=== Records shown ===
'''
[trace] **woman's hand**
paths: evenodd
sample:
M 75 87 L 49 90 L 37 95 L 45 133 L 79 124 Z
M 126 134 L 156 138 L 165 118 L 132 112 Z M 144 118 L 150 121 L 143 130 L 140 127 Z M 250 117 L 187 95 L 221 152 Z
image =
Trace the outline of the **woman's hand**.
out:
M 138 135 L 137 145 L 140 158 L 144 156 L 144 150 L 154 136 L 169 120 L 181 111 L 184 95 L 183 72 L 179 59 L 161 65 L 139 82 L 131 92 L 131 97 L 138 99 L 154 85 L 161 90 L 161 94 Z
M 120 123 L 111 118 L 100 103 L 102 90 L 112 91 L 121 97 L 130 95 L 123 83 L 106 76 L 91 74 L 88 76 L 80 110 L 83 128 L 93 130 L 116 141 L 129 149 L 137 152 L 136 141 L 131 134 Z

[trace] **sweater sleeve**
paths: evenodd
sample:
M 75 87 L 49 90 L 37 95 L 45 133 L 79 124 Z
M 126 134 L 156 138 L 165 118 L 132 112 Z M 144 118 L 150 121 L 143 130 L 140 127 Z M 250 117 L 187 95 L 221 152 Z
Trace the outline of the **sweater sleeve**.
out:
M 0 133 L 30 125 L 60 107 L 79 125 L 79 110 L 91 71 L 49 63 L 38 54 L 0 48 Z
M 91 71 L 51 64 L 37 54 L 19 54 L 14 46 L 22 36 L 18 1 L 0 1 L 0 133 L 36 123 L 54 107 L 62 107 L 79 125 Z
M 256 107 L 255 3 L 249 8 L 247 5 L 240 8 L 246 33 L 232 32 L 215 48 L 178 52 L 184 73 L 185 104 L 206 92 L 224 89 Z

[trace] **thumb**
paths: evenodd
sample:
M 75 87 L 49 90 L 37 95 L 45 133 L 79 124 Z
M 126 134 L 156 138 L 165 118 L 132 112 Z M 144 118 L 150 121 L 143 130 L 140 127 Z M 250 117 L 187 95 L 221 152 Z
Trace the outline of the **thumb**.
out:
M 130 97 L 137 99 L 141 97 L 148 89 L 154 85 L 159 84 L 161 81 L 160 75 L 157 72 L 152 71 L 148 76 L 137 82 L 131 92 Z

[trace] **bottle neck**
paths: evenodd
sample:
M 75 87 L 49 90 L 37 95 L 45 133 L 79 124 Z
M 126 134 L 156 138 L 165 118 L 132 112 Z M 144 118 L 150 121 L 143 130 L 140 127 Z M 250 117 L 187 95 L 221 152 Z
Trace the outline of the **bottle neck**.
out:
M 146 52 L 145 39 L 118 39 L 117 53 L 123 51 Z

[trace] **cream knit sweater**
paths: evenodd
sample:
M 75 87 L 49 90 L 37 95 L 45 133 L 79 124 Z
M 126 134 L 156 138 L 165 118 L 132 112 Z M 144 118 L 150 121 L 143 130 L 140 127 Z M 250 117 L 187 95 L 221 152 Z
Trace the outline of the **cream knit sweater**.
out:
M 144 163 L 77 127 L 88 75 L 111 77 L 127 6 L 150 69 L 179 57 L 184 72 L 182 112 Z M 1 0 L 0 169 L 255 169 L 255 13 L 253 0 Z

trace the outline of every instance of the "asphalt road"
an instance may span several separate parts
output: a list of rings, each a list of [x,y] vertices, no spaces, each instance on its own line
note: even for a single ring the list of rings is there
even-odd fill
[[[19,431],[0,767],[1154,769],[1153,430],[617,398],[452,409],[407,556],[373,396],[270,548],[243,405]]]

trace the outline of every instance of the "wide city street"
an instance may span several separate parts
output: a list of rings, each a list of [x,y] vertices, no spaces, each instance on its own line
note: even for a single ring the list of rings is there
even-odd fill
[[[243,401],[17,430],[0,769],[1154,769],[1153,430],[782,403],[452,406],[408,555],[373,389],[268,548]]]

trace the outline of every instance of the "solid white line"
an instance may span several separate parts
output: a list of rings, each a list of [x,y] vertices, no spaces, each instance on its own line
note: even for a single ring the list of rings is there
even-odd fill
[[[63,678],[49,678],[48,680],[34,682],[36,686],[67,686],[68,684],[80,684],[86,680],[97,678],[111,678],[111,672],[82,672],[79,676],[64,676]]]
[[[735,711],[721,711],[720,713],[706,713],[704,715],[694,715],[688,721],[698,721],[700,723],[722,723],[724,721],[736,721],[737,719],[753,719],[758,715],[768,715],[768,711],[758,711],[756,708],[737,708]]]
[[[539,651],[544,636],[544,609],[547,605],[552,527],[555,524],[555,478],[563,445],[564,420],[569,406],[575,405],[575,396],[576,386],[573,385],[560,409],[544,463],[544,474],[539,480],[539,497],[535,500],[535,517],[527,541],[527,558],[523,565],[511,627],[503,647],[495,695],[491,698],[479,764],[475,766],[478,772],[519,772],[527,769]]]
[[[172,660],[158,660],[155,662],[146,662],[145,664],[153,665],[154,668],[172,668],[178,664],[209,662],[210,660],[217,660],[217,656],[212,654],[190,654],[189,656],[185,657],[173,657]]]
'''
Swap "outline" for "contour" in the lines from the line with "[trace] **bottle neck**" to the line with "M 146 52 L 145", and write those lines out again with nothing else changed.

[trace] **bottle neck**
paths: evenodd
sample:
M 75 87 L 49 90 L 37 95 L 45 133 L 79 124 Z
M 126 134 L 156 138 L 165 118 L 132 112 Z M 144 118 L 150 121 L 143 130 L 140 127 Z M 250 117 L 187 95 L 221 152 Z
Trace the contour of the **bottle neck**.
out:
M 146 52 L 145 39 L 118 39 L 117 53 L 123 51 Z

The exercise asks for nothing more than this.